» **THE PROBLEM**
Print all of the items below line for line, leaving out the pictures.

» **EXERCISE MATERIALS**
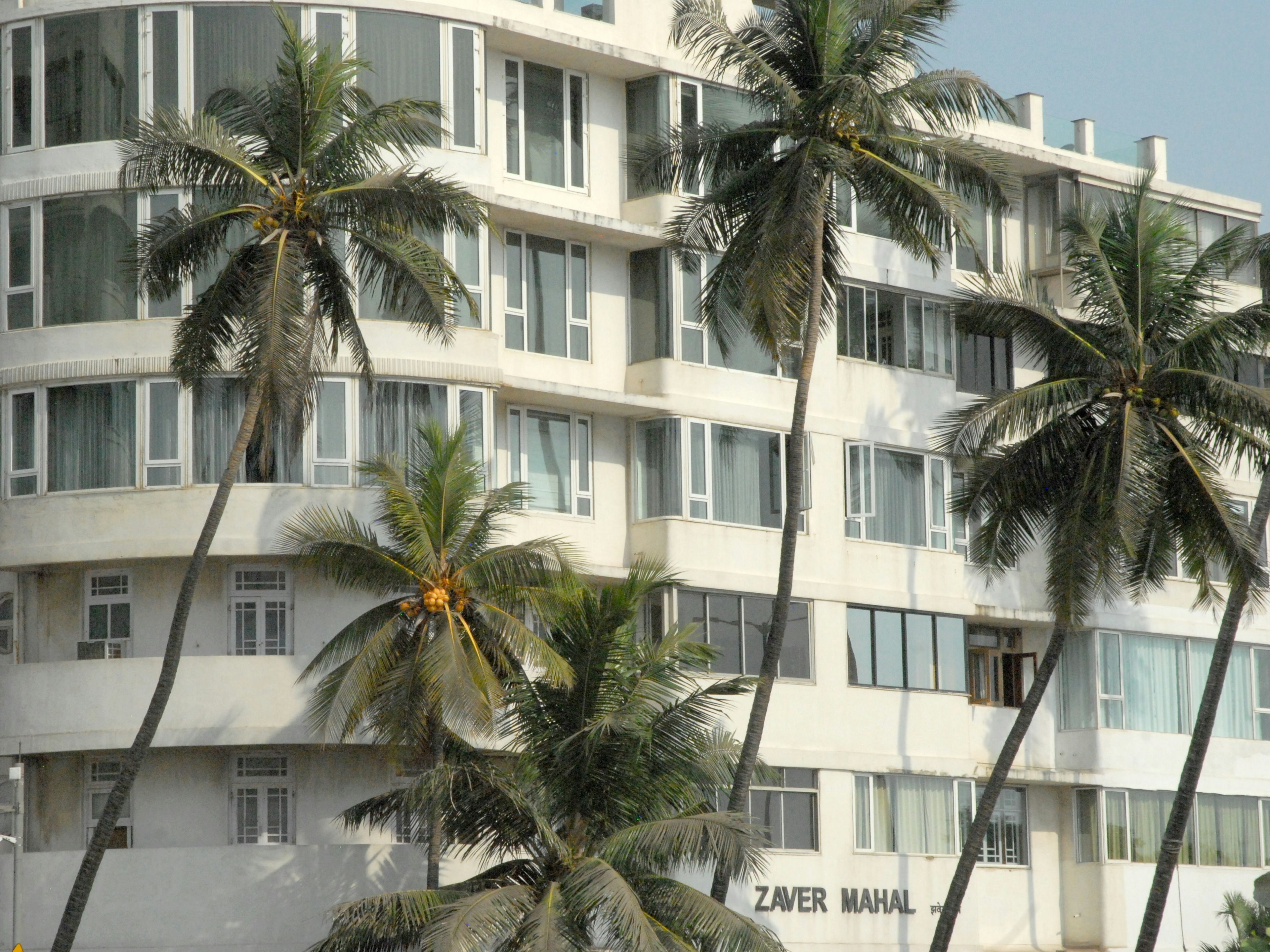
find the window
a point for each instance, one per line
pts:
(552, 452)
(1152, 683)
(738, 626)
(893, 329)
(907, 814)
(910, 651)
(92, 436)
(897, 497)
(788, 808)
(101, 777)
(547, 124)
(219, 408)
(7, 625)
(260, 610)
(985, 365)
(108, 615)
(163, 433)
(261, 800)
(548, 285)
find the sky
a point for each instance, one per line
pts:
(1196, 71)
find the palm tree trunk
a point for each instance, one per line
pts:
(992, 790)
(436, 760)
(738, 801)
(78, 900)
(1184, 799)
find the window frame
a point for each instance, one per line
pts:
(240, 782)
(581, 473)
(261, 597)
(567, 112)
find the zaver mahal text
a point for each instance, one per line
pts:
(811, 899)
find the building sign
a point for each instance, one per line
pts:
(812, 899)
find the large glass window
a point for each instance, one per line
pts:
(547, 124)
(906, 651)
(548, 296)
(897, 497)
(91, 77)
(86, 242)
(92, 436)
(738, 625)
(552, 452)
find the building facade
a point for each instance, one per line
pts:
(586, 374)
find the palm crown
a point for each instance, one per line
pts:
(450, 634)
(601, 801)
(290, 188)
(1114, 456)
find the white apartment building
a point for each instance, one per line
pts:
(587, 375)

» **REPLY TO THE TASK**
find the window
a point for each instance, one per line
pts:
(552, 452)
(1152, 683)
(738, 626)
(893, 329)
(907, 814)
(910, 651)
(92, 436)
(897, 497)
(788, 808)
(101, 777)
(547, 124)
(219, 408)
(7, 625)
(260, 610)
(985, 365)
(108, 615)
(163, 433)
(261, 800)
(548, 285)
find the sky
a point for each instance, one per line
pts:
(1196, 71)
find the palm tree trunk
a point for each instance, one per line
pts:
(992, 790)
(436, 760)
(738, 801)
(78, 900)
(1184, 799)
find the window frame
a point for each instance, one per line
pts:
(240, 782)
(581, 473)
(261, 597)
(567, 112)
find the zaver mahal text
a point for each instance, one per line
pts:
(811, 899)
find the building sign
a point for each instance, one per line
pts:
(812, 899)
find the large glass window
a point for each instance, one per line
pts:
(547, 124)
(906, 651)
(548, 296)
(897, 497)
(91, 77)
(86, 242)
(92, 436)
(738, 625)
(552, 452)
find the building facade
a point for each instance, one per line
pts:
(586, 374)
find the palm crown
a point for each instance, one per line
pts:
(450, 634)
(601, 801)
(290, 188)
(1114, 456)
find the white apartment building
a point for each instance, one per line
pts:
(587, 375)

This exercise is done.